RECORDS TO PROCESS -
================

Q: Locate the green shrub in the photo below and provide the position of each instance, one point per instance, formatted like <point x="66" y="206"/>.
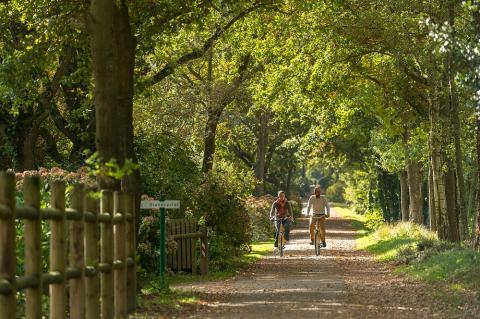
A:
<point x="336" y="192"/>
<point x="374" y="219"/>
<point x="259" y="211"/>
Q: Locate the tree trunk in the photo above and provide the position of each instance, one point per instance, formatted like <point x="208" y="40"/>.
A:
<point x="454" y="114"/>
<point x="415" y="183"/>
<point x="452" y="205"/>
<point x="476" y="227"/>
<point x="404" y="196"/>
<point x="113" y="54"/>
<point x="260" y="158"/>
<point x="288" y="183"/>
<point x="432" y="211"/>
<point x="438" y="179"/>
<point x="213" y="116"/>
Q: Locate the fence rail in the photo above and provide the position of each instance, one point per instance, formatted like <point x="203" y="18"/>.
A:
<point x="91" y="251"/>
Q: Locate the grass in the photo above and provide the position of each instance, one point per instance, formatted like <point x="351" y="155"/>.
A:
<point x="453" y="270"/>
<point x="358" y="221"/>
<point x="259" y="249"/>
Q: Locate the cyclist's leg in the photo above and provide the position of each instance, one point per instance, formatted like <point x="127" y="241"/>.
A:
<point x="321" y="222"/>
<point x="312" y="228"/>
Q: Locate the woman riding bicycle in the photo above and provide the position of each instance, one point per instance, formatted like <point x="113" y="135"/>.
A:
<point x="280" y="212"/>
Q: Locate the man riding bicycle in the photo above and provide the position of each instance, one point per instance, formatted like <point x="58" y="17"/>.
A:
<point x="280" y="212"/>
<point x="321" y="210"/>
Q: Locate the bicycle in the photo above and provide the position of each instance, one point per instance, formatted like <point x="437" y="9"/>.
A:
<point x="281" y="241"/>
<point x="317" y="242"/>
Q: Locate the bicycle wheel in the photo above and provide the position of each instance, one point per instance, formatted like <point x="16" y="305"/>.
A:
<point x="280" y="244"/>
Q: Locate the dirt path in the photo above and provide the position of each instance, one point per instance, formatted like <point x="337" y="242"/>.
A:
<point x="341" y="283"/>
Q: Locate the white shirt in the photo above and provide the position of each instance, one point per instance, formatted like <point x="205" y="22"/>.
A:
<point x="319" y="205"/>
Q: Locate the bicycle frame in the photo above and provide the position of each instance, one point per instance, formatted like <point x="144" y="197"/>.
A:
<point x="316" y="239"/>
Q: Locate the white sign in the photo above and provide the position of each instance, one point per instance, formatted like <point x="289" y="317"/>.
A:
<point x="155" y="204"/>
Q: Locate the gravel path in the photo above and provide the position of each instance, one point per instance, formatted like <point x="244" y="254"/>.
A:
<point x="341" y="283"/>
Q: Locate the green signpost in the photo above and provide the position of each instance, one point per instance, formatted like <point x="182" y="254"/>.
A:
<point x="163" y="205"/>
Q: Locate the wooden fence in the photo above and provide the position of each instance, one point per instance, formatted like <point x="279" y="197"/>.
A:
<point x="91" y="253"/>
<point x="186" y="232"/>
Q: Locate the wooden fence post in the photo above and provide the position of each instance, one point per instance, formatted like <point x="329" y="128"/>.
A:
<point x="204" y="252"/>
<point x="7" y="244"/>
<point x="106" y="256"/>
<point x="32" y="233"/>
<point x="58" y="252"/>
<point x="120" y="245"/>
<point x="131" y="246"/>
<point x="76" y="253"/>
<point x="92" y="281"/>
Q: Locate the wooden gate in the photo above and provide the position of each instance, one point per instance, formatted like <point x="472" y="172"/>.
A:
<point x="185" y="232"/>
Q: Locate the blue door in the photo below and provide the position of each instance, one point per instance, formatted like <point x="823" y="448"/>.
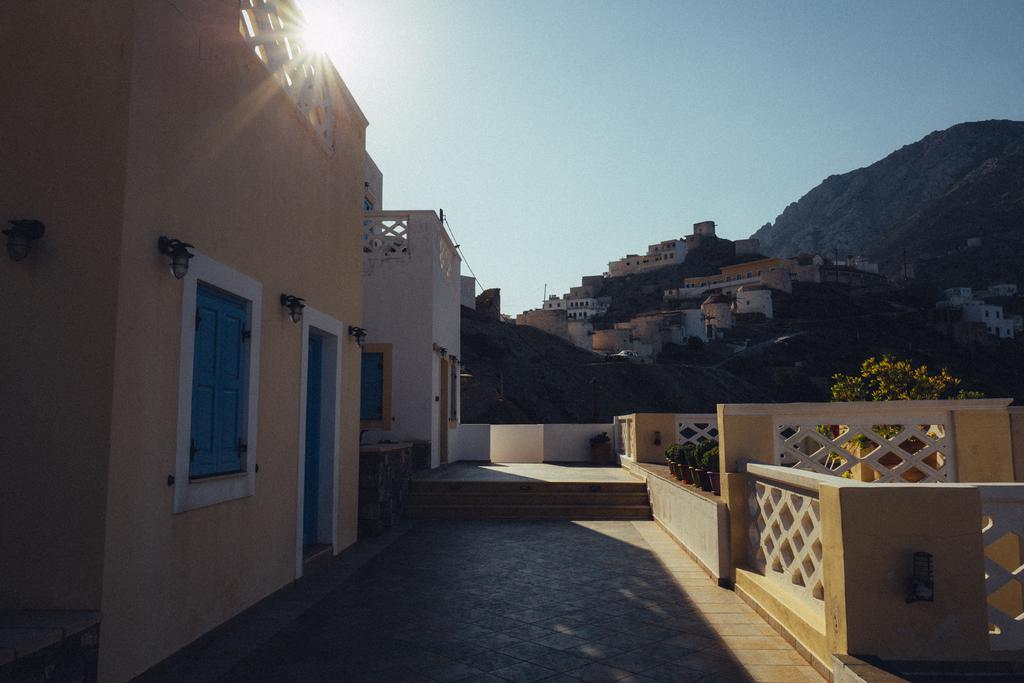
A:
<point x="218" y="384"/>
<point x="313" y="394"/>
<point x="372" y="390"/>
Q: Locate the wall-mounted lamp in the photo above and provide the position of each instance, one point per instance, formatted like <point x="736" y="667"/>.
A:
<point x="178" y="253"/>
<point x="20" y="235"/>
<point x="294" y="305"/>
<point x="358" y="333"/>
<point x="921" y="587"/>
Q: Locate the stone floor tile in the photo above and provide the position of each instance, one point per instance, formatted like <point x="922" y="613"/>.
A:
<point x="456" y="671"/>
<point x="756" y="642"/>
<point x="673" y="673"/>
<point x="489" y="660"/>
<point x="599" y="673"/>
<point x="524" y="672"/>
<point x="769" y="657"/>
<point x="782" y="674"/>
<point x="596" y="650"/>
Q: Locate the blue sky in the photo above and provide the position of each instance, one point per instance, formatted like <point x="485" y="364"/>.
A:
<point x="559" y="135"/>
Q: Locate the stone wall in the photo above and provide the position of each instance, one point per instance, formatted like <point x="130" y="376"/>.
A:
<point x="384" y="473"/>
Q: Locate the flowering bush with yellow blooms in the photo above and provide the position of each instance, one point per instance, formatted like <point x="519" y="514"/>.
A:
<point x="892" y="379"/>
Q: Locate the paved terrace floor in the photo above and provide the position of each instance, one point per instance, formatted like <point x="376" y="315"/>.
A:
<point x="504" y="601"/>
<point x="485" y="471"/>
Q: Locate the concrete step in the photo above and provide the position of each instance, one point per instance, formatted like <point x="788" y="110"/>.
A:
<point x="439" y="485"/>
<point x="582" y="512"/>
<point x="526" y="498"/>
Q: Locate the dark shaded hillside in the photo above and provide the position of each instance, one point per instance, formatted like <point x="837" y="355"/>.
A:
<point x="923" y="197"/>
<point x="521" y="375"/>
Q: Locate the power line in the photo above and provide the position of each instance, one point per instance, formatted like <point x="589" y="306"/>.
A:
<point x="458" y="248"/>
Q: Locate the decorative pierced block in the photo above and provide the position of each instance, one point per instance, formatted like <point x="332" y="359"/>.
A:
<point x="386" y="238"/>
<point x="272" y="30"/>
<point x="696" y="428"/>
<point x="912" y="452"/>
<point x="1003" y="532"/>
<point x="785" y="539"/>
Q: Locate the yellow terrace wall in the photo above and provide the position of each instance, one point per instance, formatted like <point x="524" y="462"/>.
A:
<point x="62" y="135"/>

================

DIRECTIONS FOR THIS TASK - No picture belongs in the copy. Print every entry above exactly as it stands.

SOLVED PROBLEM -
Q: Locate the green shrub in the photo below and provide the position of each instance, one point per instance, formatted like <point x="66" y="206"/>.
A:
<point x="336" y="192"/>
<point x="374" y="219"/>
<point x="259" y="211"/>
Q: Locate the tree trunk in the photo above and provide the position of each instance, one point per instance, formatted like <point x="208" y="40"/>.
A:
<point x="454" y="114"/>
<point x="415" y="183"/>
<point x="452" y="205"/>
<point x="476" y="227"/>
<point x="404" y="196"/>
<point x="113" y="54"/>
<point x="260" y="158"/>
<point x="288" y="183"/>
<point x="432" y="211"/>
<point x="438" y="179"/>
<point x="213" y="116"/>
Q: Locate the fence rail in the photo above and provide the position of each instance, one point per instance, formatted like <point x="203" y="18"/>.
A:
<point x="91" y="251"/>
Q: Locate the grass in the photo above and provide the position of each instance, one point per instance, formatted like <point x="351" y="155"/>.
A:
<point x="453" y="270"/>
<point x="358" y="221"/>
<point x="259" y="249"/>
Q: Locate the cyclist's leg in the photo above and provide the position of each instance, one point per instance, formatted like <point x="127" y="241"/>.
A:
<point x="321" y="222"/>
<point x="312" y="228"/>
Q: Locate the woman riding bicycle in the photo above and provide the position of each instance, one point per instance, formatted like <point x="113" y="135"/>.
A:
<point x="280" y="212"/>
Q: Locate the man riding bicycle in the photo above and provide the position of each instance, one point per instance, formatted like <point x="58" y="17"/>.
A:
<point x="280" y="212"/>
<point x="321" y="210"/>
Q: Locate the bicycle in the photo above and provide the position of each instance, one point per instance, formatted like <point x="437" y="9"/>.
A:
<point x="281" y="241"/>
<point x="317" y="242"/>
Q: Locate the bicycle wheel in the photo above and provide the position of each instance, one point per instance, formatted like <point x="16" y="305"/>.
A:
<point x="280" y="244"/>
Q: Locate the dirt path in the photo above and provide the position of each instance, one point per instance, formatted like <point x="337" y="242"/>.
A:
<point x="341" y="283"/>
Q: Locate the white shirt in the photo above and provide the position of each instance, one point per instance, formatted like <point x="205" y="22"/>.
A:
<point x="319" y="205"/>
Q: Locate the bicycle frame in the photo above and provide the position of each instance, one point per instance, formatted like <point x="144" y="197"/>.
A:
<point x="316" y="239"/>
Q: Locate the white sign in the photo above and provide the position of each instance, one point per instance, formatted like <point x="289" y="317"/>.
A:
<point x="155" y="204"/>
Q: Locate the gravel path in the photo above and provide the position of each instance, one point per instance, formatted like <point x="244" y="254"/>.
A:
<point x="341" y="283"/>
Q: Locate the green signpost in the photo above and provide the position of each instance, one point per instance, formatted like <point x="182" y="254"/>.
A:
<point x="163" y="205"/>
Q: Locate the wooden fence in the photo above and provide the position of each instance, one point per instance, formatted like <point x="279" y="197"/>.
A:
<point x="91" y="253"/>
<point x="186" y="232"/>
Q: Locate the wooden fence post in the photo above and provide the position of each instance, one point per instance, formatted like <point x="329" y="128"/>.
A:
<point x="204" y="252"/>
<point x="7" y="244"/>
<point x="106" y="256"/>
<point x="32" y="233"/>
<point x="58" y="252"/>
<point x="120" y="245"/>
<point x="131" y="246"/>
<point x="76" y="253"/>
<point x="92" y="281"/>
Q: Locate the wooden gate in the photo above and provide the position of each instance, one point per instance, formatted like <point x="472" y="172"/>.
A:
<point x="185" y="232"/>
Q: Locate the blue door in the photo below and provide the position of each instance, one point per instance, formatted like <point x="823" y="448"/>.
A:
<point x="218" y="384"/>
<point x="313" y="394"/>
<point x="372" y="390"/>
Q: Locate the wall-mounted lamp in the photo above and provide the position of each instance, one point per instance, formatted like <point x="736" y="667"/>.
A:
<point x="178" y="253"/>
<point x="20" y="235"/>
<point x="294" y="305"/>
<point x="358" y="333"/>
<point x="921" y="587"/>
Q: Locate the stone floor tile in the photo above and provide the position of each instance, one point per instance, formatted like <point x="922" y="613"/>.
A:
<point x="456" y="671"/>
<point x="756" y="642"/>
<point x="673" y="673"/>
<point x="489" y="660"/>
<point x="599" y="673"/>
<point x="524" y="672"/>
<point x="769" y="657"/>
<point x="782" y="674"/>
<point x="596" y="650"/>
Q: Locate the blue sky in the photo above and provide the position of each instance, one point per instance, formatted like <point x="485" y="364"/>.
A:
<point x="559" y="135"/>
Q: Locate the stone wall in the photo above and provide the position of each instance, one point per instance, formatted like <point x="130" y="376"/>.
A:
<point x="384" y="473"/>
Q: Locate the flowering bush with yellow blooms in the photo above and provide the position of each instance, one point per instance, formatted like <point x="519" y="514"/>.
A:
<point x="892" y="379"/>
Q: Locate the paved terrace floor in the photo above and provide the position of each instance, one point per instance, formatted like <point x="376" y="315"/>.
A:
<point x="504" y="601"/>
<point x="485" y="471"/>
Q: Locate the concrete step in the photo above and provide the position of each instance, one point per instance, formatted like <point x="788" y="110"/>.
A:
<point x="439" y="485"/>
<point x="582" y="512"/>
<point x="526" y="498"/>
Q: Locate the dark shaded hillside in the photo above and provide the position of each instance, one point per instance, formatted like <point x="837" y="355"/>.
A:
<point x="923" y="197"/>
<point x="521" y="375"/>
Q: Locate the power line in the photo above and provide the position of each instance, one point per instance, formatted like <point x="589" y="306"/>.
A:
<point x="458" y="248"/>
Q: Locate the decorative pierced block in the photo above and provide the position of each instance, one point per instance, formatted like <point x="332" y="359"/>.
A:
<point x="386" y="238"/>
<point x="272" y="30"/>
<point x="696" y="428"/>
<point x="912" y="452"/>
<point x="1003" y="532"/>
<point x="785" y="539"/>
Q: Locate the yellow terrace wall in the photo above and provide the position of each instance, one point per instance, formatted like <point x="524" y="462"/>.
A:
<point x="62" y="135"/>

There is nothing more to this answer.